[Excerpts of bounding box data]
▼
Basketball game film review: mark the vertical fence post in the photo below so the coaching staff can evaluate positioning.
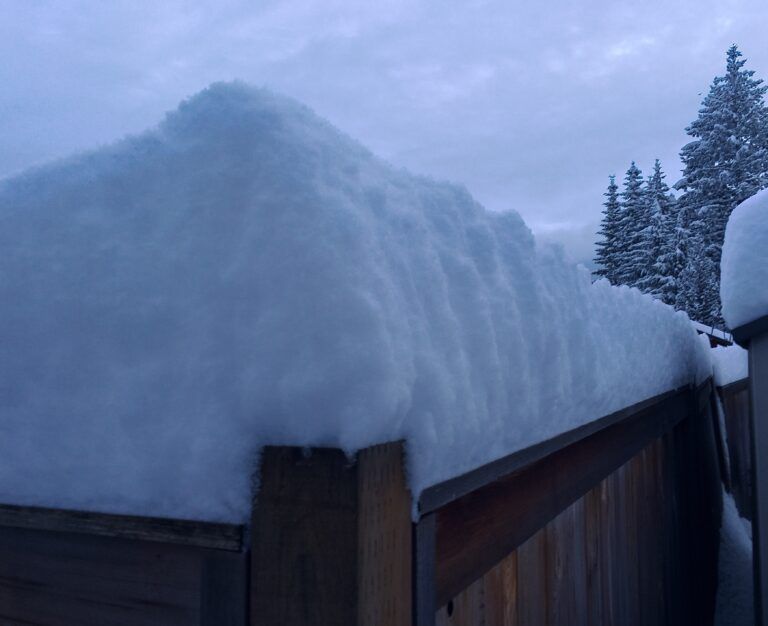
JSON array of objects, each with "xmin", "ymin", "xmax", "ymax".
[
  {"xmin": 749, "ymin": 332, "xmax": 768, "ymax": 626},
  {"xmin": 251, "ymin": 442, "xmax": 412, "ymax": 626},
  {"xmin": 733, "ymin": 315, "xmax": 768, "ymax": 626}
]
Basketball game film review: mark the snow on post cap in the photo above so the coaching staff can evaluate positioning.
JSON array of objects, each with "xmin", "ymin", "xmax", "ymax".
[
  {"xmin": 720, "ymin": 190, "xmax": 768, "ymax": 328},
  {"xmin": 0, "ymin": 83, "xmax": 703, "ymax": 522}
]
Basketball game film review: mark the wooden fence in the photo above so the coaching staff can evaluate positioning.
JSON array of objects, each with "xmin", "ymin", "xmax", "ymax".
[
  {"xmin": 717, "ymin": 378, "xmax": 753, "ymax": 520},
  {"xmin": 0, "ymin": 382, "xmax": 722, "ymax": 626}
]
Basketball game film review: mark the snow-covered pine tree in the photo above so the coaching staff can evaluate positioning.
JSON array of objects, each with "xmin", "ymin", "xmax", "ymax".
[
  {"xmin": 675, "ymin": 236, "xmax": 719, "ymax": 326},
  {"xmin": 638, "ymin": 159, "xmax": 681, "ymax": 304},
  {"xmin": 615, "ymin": 161, "xmax": 650, "ymax": 287},
  {"xmin": 676, "ymin": 45, "xmax": 768, "ymax": 324},
  {"xmin": 594, "ymin": 175, "xmax": 621, "ymax": 285}
]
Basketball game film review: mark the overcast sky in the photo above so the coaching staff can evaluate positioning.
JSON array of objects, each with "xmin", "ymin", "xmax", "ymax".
[{"xmin": 0, "ymin": 0, "xmax": 768, "ymax": 258}]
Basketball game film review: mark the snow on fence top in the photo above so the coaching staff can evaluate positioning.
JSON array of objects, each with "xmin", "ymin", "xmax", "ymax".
[
  {"xmin": 720, "ymin": 190, "xmax": 768, "ymax": 328},
  {"xmin": 709, "ymin": 345, "xmax": 749, "ymax": 387},
  {"xmin": 0, "ymin": 84, "xmax": 706, "ymax": 521}
]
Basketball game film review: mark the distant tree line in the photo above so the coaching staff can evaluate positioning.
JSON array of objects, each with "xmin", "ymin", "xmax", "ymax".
[{"xmin": 595, "ymin": 45, "xmax": 768, "ymax": 327}]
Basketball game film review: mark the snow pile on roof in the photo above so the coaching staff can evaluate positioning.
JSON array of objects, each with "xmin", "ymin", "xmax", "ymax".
[
  {"xmin": 710, "ymin": 345, "xmax": 749, "ymax": 387},
  {"xmin": 720, "ymin": 189, "xmax": 768, "ymax": 328},
  {"xmin": 0, "ymin": 84, "xmax": 709, "ymax": 521}
]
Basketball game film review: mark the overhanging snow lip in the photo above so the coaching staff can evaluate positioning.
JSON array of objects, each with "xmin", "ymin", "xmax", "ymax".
[
  {"xmin": 731, "ymin": 315, "xmax": 768, "ymax": 348},
  {"xmin": 418, "ymin": 378, "xmax": 692, "ymax": 516}
]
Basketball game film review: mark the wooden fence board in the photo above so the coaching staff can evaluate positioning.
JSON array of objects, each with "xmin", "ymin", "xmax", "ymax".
[
  {"xmin": 0, "ymin": 504, "xmax": 243, "ymax": 552},
  {"xmin": 0, "ymin": 527, "xmax": 246, "ymax": 626},
  {"xmin": 436, "ymin": 392, "xmax": 690, "ymax": 606}
]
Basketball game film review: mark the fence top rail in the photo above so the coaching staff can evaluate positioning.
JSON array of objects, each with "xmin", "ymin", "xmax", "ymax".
[
  {"xmin": 418, "ymin": 380, "xmax": 696, "ymax": 515},
  {"xmin": 718, "ymin": 377, "xmax": 749, "ymax": 394},
  {"xmin": 0, "ymin": 504, "xmax": 243, "ymax": 552}
]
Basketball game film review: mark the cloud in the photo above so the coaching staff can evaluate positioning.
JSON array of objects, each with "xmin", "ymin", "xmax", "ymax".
[{"xmin": 0, "ymin": 0, "xmax": 768, "ymax": 246}]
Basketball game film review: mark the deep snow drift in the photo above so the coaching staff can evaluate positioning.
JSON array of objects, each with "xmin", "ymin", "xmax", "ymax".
[
  {"xmin": 709, "ymin": 344, "xmax": 749, "ymax": 387},
  {"xmin": 715, "ymin": 493, "xmax": 755, "ymax": 626},
  {"xmin": 720, "ymin": 189, "xmax": 768, "ymax": 328},
  {"xmin": 0, "ymin": 84, "xmax": 710, "ymax": 521}
]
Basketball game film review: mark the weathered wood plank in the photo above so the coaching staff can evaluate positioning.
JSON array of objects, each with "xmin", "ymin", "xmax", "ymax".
[
  {"xmin": 742, "ymin": 334, "xmax": 768, "ymax": 626},
  {"xmin": 0, "ymin": 504, "xmax": 243, "ymax": 552},
  {"xmin": 357, "ymin": 442, "xmax": 412, "ymax": 626},
  {"xmin": 517, "ymin": 531, "xmax": 548, "ymax": 626},
  {"xmin": 435, "ymin": 391, "xmax": 690, "ymax": 606},
  {"xmin": 419, "ymin": 387, "xmax": 689, "ymax": 514},
  {"xmin": 719, "ymin": 381, "xmax": 753, "ymax": 520},
  {"xmin": 250, "ymin": 447, "xmax": 358, "ymax": 626},
  {"xmin": 251, "ymin": 442, "xmax": 414, "ymax": 626},
  {"xmin": 0, "ymin": 527, "xmax": 246, "ymax": 626}
]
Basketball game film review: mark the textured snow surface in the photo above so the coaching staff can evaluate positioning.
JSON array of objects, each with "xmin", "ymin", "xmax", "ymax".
[
  {"xmin": 720, "ymin": 189, "xmax": 768, "ymax": 328},
  {"xmin": 710, "ymin": 345, "xmax": 749, "ymax": 387},
  {"xmin": 715, "ymin": 494, "xmax": 755, "ymax": 626},
  {"xmin": 0, "ymin": 84, "xmax": 711, "ymax": 521}
]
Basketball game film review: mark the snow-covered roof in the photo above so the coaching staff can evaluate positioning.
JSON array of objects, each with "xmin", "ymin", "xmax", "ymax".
[
  {"xmin": 720, "ymin": 189, "xmax": 768, "ymax": 328},
  {"xmin": 0, "ymin": 83, "xmax": 708, "ymax": 521},
  {"xmin": 691, "ymin": 322, "xmax": 733, "ymax": 344}
]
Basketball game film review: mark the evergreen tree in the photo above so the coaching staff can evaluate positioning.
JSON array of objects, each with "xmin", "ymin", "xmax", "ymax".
[
  {"xmin": 678, "ymin": 45, "xmax": 768, "ymax": 324},
  {"xmin": 638, "ymin": 159, "xmax": 680, "ymax": 304},
  {"xmin": 594, "ymin": 175, "xmax": 621, "ymax": 285},
  {"xmin": 615, "ymin": 161, "xmax": 650, "ymax": 287}
]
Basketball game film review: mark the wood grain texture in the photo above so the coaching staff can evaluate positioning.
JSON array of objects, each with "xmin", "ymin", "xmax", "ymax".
[
  {"xmin": 433, "ymin": 388, "xmax": 720, "ymax": 626},
  {"xmin": 0, "ymin": 527, "xmax": 246, "ymax": 626},
  {"xmin": 419, "ymin": 387, "xmax": 690, "ymax": 515},
  {"xmin": 357, "ymin": 442, "xmax": 412, "ymax": 626},
  {"xmin": 749, "ymin": 332, "xmax": 768, "ymax": 626},
  {"xmin": 436, "ymin": 391, "xmax": 690, "ymax": 606},
  {"xmin": 718, "ymin": 381, "xmax": 752, "ymax": 520},
  {"xmin": 251, "ymin": 442, "xmax": 414, "ymax": 626},
  {"xmin": 250, "ymin": 447, "xmax": 358, "ymax": 626},
  {"xmin": 0, "ymin": 504, "xmax": 243, "ymax": 552}
]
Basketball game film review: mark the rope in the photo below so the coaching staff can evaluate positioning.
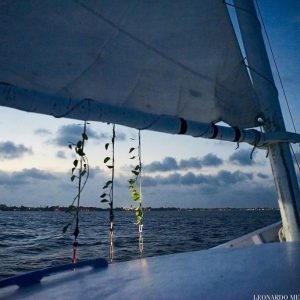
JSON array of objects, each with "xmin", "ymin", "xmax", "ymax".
[
  {"xmin": 138, "ymin": 130, "xmax": 144, "ymax": 256},
  {"xmin": 109, "ymin": 124, "xmax": 116, "ymax": 262}
]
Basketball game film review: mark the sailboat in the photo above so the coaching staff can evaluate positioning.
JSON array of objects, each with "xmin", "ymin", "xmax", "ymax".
[{"xmin": 0, "ymin": 0, "xmax": 300, "ymax": 299}]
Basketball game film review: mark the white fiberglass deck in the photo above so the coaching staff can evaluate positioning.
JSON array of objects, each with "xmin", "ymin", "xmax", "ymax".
[{"xmin": 0, "ymin": 242, "xmax": 300, "ymax": 300}]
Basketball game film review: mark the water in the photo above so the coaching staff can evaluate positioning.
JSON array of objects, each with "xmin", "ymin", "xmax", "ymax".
[{"xmin": 0, "ymin": 210, "xmax": 280, "ymax": 279}]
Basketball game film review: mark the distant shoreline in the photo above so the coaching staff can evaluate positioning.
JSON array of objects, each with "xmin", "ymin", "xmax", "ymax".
[{"xmin": 0, "ymin": 204, "xmax": 279, "ymax": 212}]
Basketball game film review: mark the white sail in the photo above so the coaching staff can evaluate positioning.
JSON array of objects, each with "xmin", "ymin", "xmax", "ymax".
[{"xmin": 0, "ymin": 0, "xmax": 260, "ymax": 128}]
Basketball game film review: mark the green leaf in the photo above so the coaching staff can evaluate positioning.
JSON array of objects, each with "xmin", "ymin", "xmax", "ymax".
[
  {"xmin": 82, "ymin": 133, "xmax": 89, "ymax": 140},
  {"xmin": 76, "ymin": 148, "xmax": 85, "ymax": 156},
  {"xmin": 103, "ymin": 180, "xmax": 112, "ymax": 189},
  {"xmin": 131, "ymin": 190, "xmax": 140, "ymax": 201}
]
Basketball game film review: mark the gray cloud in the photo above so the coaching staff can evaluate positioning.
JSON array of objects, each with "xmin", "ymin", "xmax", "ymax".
[
  {"xmin": 0, "ymin": 168, "xmax": 56, "ymax": 186},
  {"xmin": 144, "ymin": 153, "xmax": 223, "ymax": 173},
  {"xmin": 145, "ymin": 157, "xmax": 178, "ymax": 173},
  {"xmin": 34, "ymin": 128, "xmax": 52, "ymax": 136},
  {"xmin": 0, "ymin": 141, "xmax": 33, "ymax": 159},
  {"xmin": 201, "ymin": 153, "xmax": 223, "ymax": 167},
  {"xmin": 143, "ymin": 170, "xmax": 253, "ymax": 188},
  {"xmin": 229, "ymin": 150, "xmax": 255, "ymax": 166},
  {"xmin": 256, "ymin": 173, "xmax": 269, "ymax": 179},
  {"xmin": 56, "ymin": 150, "xmax": 67, "ymax": 159}
]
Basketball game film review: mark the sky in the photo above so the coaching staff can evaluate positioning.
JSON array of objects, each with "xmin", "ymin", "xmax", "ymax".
[{"xmin": 0, "ymin": 0, "xmax": 300, "ymax": 208}]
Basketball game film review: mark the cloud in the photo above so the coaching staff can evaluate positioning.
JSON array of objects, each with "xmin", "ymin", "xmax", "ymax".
[
  {"xmin": 201, "ymin": 153, "xmax": 223, "ymax": 167},
  {"xmin": 116, "ymin": 131, "xmax": 127, "ymax": 141},
  {"xmin": 144, "ymin": 153, "xmax": 223, "ymax": 173},
  {"xmin": 56, "ymin": 150, "xmax": 67, "ymax": 159},
  {"xmin": 0, "ymin": 168, "xmax": 56, "ymax": 186},
  {"xmin": 179, "ymin": 157, "xmax": 202, "ymax": 169},
  {"xmin": 34, "ymin": 128, "xmax": 52, "ymax": 136},
  {"xmin": 53, "ymin": 124, "xmax": 104, "ymax": 146},
  {"xmin": 256, "ymin": 173, "xmax": 269, "ymax": 179},
  {"xmin": 145, "ymin": 157, "xmax": 178, "ymax": 173},
  {"xmin": 229, "ymin": 150, "xmax": 255, "ymax": 166},
  {"xmin": 0, "ymin": 141, "xmax": 33, "ymax": 160},
  {"xmin": 52, "ymin": 124, "xmax": 126, "ymax": 146},
  {"xmin": 143, "ymin": 170, "xmax": 253, "ymax": 188}
]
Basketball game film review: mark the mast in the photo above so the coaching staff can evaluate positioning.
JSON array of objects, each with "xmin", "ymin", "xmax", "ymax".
[{"xmin": 234, "ymin": 0, "xmax": 300, "ymax": 241}]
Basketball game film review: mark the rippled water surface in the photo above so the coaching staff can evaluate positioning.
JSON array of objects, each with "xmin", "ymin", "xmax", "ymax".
[{"xmin": 0, "ymin": 210, "xmax": 280, "ymax": 279}]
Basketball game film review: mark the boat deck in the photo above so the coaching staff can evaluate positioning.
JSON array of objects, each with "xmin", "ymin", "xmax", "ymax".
[{"xmin": 0, "ymin": 242, "xmax": 300, "ymax": 300}]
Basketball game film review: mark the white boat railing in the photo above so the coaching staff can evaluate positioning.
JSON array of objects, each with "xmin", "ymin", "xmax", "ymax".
[{"xmin": 212, "ymin": 222, "xmax": 282, "ymax": 249}]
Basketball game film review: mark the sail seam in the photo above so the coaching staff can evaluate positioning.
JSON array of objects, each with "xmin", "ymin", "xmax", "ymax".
[{"xmin": 255, "ymin": 0, "xmax": 297, "ymax": 133}]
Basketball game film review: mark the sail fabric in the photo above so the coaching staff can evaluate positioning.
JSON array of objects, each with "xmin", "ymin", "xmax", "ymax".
[{"xmin": 0, "ymin": 0, "xmax": 260, "ymax": 128}]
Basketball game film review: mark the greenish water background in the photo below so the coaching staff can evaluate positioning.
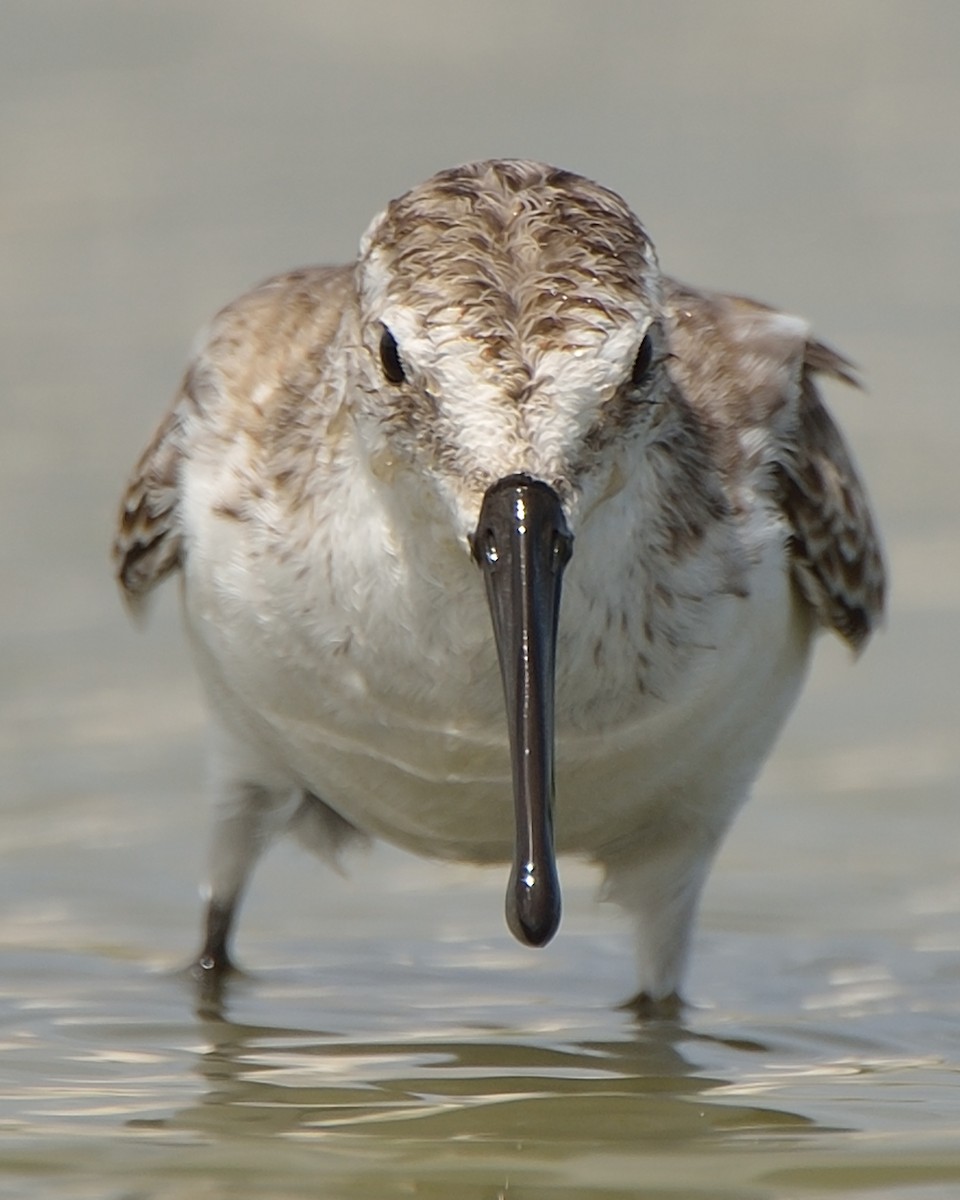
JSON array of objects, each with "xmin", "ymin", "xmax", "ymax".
[{"xmin": 0, "ymin": 0, "xmax": 960, "ymax": 1200}]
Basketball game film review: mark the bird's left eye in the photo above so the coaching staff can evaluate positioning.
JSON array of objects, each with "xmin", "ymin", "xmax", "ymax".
[
  {"xmin": 380, "ymin": 325, "xmax": 407, "ymax": 383},
  {"xmin": 630, "ymin": 334, "xmax": 654, "ymax": 388}
]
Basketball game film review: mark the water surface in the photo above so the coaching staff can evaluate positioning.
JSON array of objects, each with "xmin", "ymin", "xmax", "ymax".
[{"xmin": 0, "ymin": 0, "xmax": 960, "ymax": 1200}]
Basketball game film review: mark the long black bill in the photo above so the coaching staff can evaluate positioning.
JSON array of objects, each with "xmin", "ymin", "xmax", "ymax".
[{"xmin": 473, "ymin": 475, "xmax": 574, "ymax": 946}]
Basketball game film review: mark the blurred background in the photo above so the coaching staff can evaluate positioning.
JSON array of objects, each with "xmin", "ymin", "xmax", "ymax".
[{"xmin": 0, "ymin": 0, "xmax": 960, "ymax": 1195}]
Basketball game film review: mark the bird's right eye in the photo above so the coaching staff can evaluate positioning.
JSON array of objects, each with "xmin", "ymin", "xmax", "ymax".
[{"xmin": 380, "ymin": 325, "xmax": 407, "ymax": 383}]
▲
> _Exercise prompt_
Take the line that contains "Basketball game film review: mark the sail fabric" and every line after it up to the end of the records above, and restate them exactly, without the pictures.

> _Written solution_
Basketball game film review: mark the sail fabric in the photo above so the coaching staff can evaluate positioning.
JSON array of objects, each with "xmin", "ymin", "xmax", "ymax".
[{"xmin": 0, "ymin": 0, "xmax": 260, "ymax": 128}]
Basketball game film review: mark the greenish water background in the photo below so the coaching staff can evaluate positioning.
JSON array of objects, each with "xmin", "ymin", "xmax", "ymax".
[{"xmin": 0, "ymin": 0, "xmax": 960, "ymax": 1200}]
Basketball game film review: mark the bird's left eye in the photo above so the coaching staff can evaluate positioning.
JSON array of objects, each with "xmin", "ymin", "xmax", "ymax".
[
  {"xmin": 380, "ymin": 325, "xmax": 407, "ymax": 383},
  {"xmin": 630, "ymin": 334, "xmax": 654, "ymax": 388}
]
Basketball game film review: mark the water surface in the photo above so the coaching staff can evaluate positioning.
JSON array of objects, each with "xmin", "ymin", "xmax", "ymax".
[{"xmin": 0, "ymin": 0, "xmax": 960, "ymax": 1200}]
Basketball game film review: mark the long black bill in the photo above so the coaching staff can evaluate positioning.
JSON array of objects, each with "xmin", "ymin", "xmax", "ymax".
[{"xmin": 473, "ymin": 475, "xmax": 574, "ymax": 946}]
Basketball game film review: mark the blurred background in the photo above so the coaching staff can evaluate positioning.
JSON array of objects, each with "xmin", "ymin", "xmax", "ymax".
[{"xmin": 0, "ymin": 0, "xmax": 960, "ymax": 1195}]
Basketball game film review: mark the bird's right eye in the photo above so the coaching staff can evaluate positioning.
JSON array of objects, each with "xmin", "ymin", "xmax", "ymax".
[{"xmin": 380, "ymin": 325, "xmax": 407, "ymax": 383}]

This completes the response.